• _EXERCISE MATERIAL_:
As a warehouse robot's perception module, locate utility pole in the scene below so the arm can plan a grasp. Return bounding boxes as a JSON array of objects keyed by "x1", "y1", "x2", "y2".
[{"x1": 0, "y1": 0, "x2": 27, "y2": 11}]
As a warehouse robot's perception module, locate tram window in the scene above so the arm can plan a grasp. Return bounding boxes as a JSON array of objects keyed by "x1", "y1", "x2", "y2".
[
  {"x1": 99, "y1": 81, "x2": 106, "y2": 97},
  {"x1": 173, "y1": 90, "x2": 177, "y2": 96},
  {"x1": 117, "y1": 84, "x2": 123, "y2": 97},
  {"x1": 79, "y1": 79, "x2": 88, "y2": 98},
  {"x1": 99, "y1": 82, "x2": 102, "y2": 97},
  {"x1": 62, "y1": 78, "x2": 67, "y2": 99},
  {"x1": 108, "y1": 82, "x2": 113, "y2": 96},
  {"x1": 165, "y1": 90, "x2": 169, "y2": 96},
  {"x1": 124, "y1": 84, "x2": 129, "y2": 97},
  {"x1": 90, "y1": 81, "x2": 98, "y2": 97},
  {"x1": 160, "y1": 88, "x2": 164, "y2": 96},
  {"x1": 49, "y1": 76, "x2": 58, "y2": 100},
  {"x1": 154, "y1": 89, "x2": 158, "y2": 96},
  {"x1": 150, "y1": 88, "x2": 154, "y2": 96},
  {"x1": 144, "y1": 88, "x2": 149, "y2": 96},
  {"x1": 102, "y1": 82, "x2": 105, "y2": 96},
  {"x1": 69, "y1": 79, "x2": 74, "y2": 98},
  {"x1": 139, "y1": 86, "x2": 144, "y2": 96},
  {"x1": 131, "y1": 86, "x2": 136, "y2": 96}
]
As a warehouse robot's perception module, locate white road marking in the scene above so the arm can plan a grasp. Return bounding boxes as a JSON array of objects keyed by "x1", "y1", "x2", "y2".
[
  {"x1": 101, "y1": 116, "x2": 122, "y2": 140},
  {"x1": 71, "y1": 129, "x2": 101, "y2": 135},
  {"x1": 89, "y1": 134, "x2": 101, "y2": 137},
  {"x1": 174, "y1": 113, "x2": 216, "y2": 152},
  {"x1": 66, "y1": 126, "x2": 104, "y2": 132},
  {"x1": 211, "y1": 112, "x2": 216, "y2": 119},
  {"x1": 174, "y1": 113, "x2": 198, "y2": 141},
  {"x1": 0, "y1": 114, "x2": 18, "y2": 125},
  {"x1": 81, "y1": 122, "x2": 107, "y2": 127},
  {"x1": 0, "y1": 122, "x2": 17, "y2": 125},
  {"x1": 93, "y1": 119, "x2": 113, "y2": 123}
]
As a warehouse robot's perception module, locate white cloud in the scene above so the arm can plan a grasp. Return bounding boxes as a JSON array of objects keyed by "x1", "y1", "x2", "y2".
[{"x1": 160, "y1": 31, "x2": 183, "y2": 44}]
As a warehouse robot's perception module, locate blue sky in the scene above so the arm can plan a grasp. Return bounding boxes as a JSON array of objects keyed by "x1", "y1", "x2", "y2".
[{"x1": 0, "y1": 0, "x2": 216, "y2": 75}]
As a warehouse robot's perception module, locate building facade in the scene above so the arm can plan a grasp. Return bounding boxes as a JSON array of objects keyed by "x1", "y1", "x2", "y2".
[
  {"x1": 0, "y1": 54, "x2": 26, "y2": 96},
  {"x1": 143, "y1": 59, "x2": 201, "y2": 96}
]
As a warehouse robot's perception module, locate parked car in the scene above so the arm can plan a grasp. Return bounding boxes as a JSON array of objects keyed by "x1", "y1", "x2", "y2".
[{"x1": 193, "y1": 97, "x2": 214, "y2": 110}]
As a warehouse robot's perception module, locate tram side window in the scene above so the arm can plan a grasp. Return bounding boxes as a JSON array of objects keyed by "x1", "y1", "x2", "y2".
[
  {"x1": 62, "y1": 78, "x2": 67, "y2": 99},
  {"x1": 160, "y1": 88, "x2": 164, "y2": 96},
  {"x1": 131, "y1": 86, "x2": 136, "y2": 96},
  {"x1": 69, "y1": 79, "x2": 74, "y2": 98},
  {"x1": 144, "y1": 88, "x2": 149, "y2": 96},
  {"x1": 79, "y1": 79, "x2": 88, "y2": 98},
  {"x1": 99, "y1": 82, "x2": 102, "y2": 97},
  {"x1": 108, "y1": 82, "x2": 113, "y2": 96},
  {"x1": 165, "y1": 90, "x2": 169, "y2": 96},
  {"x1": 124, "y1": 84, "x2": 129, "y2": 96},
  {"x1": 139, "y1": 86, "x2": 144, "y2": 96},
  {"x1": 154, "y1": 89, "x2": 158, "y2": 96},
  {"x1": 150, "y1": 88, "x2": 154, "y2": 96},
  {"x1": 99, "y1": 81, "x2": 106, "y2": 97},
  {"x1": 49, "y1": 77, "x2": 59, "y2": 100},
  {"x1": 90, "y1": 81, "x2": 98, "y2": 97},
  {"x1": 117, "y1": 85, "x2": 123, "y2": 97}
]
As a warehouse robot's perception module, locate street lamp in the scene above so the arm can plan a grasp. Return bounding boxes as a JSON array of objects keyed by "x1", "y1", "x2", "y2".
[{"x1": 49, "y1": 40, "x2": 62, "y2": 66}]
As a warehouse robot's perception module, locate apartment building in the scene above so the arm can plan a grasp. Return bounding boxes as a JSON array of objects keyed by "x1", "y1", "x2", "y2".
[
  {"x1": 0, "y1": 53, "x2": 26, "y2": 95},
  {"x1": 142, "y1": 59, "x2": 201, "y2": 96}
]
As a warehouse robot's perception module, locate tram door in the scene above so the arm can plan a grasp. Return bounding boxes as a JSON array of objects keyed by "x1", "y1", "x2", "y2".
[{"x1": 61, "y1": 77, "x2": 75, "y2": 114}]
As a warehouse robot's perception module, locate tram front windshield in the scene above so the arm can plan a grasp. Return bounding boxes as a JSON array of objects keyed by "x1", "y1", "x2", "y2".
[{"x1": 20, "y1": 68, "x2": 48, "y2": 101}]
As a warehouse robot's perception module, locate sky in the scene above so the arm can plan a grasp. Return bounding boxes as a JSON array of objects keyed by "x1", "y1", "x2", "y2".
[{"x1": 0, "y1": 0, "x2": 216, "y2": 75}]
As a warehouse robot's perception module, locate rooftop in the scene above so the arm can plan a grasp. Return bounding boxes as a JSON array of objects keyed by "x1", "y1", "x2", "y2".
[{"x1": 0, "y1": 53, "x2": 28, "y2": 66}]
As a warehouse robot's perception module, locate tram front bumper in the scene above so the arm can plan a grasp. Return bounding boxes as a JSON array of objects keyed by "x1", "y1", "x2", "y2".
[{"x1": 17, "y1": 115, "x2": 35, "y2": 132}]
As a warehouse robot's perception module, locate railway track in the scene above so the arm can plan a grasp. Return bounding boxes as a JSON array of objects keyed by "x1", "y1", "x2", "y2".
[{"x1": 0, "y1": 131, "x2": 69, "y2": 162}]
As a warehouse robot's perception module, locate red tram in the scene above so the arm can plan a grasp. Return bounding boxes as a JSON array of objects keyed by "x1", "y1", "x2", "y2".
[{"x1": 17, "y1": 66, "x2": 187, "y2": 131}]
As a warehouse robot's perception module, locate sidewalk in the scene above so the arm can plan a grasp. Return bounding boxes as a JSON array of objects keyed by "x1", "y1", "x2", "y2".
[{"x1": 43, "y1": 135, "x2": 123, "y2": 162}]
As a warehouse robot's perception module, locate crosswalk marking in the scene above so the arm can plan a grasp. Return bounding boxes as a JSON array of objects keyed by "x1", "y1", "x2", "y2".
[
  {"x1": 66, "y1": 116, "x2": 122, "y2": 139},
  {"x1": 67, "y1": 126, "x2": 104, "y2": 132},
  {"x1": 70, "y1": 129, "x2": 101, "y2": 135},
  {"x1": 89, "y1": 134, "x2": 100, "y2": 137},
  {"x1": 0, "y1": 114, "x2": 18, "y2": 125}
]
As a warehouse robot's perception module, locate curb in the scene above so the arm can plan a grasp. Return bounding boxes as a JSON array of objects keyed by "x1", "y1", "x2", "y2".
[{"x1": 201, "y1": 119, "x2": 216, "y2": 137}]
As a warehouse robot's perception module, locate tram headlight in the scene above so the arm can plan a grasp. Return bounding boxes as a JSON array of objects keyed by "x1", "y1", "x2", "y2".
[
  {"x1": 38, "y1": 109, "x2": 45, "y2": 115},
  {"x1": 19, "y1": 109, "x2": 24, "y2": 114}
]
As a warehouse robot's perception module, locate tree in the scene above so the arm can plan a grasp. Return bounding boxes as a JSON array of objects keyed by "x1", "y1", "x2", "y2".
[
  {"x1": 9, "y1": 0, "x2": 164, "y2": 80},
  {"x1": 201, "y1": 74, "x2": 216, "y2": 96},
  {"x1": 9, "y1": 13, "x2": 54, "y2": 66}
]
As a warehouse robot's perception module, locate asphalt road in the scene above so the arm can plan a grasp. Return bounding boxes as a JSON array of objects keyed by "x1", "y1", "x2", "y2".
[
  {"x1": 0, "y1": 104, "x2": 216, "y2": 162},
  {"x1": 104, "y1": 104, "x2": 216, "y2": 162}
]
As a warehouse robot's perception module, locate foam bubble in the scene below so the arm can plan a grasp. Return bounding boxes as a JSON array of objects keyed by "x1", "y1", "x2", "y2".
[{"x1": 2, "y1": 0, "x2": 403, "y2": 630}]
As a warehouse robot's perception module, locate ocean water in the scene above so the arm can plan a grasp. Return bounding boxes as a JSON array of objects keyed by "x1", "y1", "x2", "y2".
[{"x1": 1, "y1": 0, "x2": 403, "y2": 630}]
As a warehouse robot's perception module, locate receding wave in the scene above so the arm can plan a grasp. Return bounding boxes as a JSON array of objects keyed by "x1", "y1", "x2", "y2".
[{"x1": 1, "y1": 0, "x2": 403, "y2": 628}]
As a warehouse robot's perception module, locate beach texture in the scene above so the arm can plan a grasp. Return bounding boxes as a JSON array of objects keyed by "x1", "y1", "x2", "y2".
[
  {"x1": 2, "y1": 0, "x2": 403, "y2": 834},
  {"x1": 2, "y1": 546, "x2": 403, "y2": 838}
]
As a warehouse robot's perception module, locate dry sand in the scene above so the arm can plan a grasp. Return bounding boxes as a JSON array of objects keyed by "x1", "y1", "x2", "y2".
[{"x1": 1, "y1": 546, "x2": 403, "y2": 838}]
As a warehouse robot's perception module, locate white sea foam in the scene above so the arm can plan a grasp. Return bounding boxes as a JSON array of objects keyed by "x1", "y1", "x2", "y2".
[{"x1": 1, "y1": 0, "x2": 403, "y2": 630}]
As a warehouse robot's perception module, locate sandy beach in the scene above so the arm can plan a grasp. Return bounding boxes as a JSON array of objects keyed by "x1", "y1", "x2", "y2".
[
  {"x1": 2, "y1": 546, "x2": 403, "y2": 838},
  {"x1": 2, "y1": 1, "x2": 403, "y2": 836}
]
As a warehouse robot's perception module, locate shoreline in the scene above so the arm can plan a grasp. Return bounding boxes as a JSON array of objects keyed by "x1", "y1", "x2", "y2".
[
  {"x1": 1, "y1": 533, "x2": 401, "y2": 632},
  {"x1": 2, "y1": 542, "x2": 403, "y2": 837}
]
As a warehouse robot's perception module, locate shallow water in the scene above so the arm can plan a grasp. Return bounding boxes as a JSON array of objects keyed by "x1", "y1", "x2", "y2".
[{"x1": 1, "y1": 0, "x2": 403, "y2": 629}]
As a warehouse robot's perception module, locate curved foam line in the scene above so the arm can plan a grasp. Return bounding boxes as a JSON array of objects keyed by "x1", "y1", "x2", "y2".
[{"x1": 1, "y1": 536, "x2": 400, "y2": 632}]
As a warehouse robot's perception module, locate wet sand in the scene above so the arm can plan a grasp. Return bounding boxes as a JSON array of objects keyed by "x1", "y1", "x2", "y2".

• _TASK GOAL_: Only the lines from the one containing "As a warehouse robot's perception module, locate sandy" through the end of the entries above should be written out, exactly and in full.

• _PROBLEM SOLUTION_:
As a warehouse robot's perception module, locate sandy beach in the scene above so the arm can plan a grasp. Return bounding boxes as a JSON array of objects keyed by "x1", "y1", "x2", "y2".
[
  {"x1": 2, "y1": 546, "x2": 403, "y2": 838},
  {"x1": 2, "y1": 1, "x2": 403, "y2": 836}
]
As a warehouse robot's perception module, locate shoreline in the scene above so the arm can plan a grasp. Return bounding boxes as a JSON array of objects keyed by "x1", "y1", "x2", "y2".
[
  {"x1": 1, "y1": 533, "x2": 401, "y2": 632},
  {"x1": 2, "y1": 542, "x2": 403, "y2": 837}
]
As a warehouse robot's perception module, locate shallow water in the scene above so the arm can plan a grasp. Return bounding boxes as a JSON array of objects keyed by "x1", "y1", "x2", "y2".
[{"x1": 1, "y1": 0, "x2": 403, "y2": 629}]
As a warehouse robot's perception module, locate curved foam line in the scene above so the arm can plan a grasp. Return bounding boxes as a JSON array of objects keyed by "x1", "y1", "x2", "y2".
[{"x1": 1, "y1": 536, "x2": 400, "y2": 632}]
As a warehouse robot's perception module, locate wet sand in the scene above so the arm can plan a grasp. Return bounding boxes as a JSON array of objects keyed by "x1", "y1", "x2", "y2".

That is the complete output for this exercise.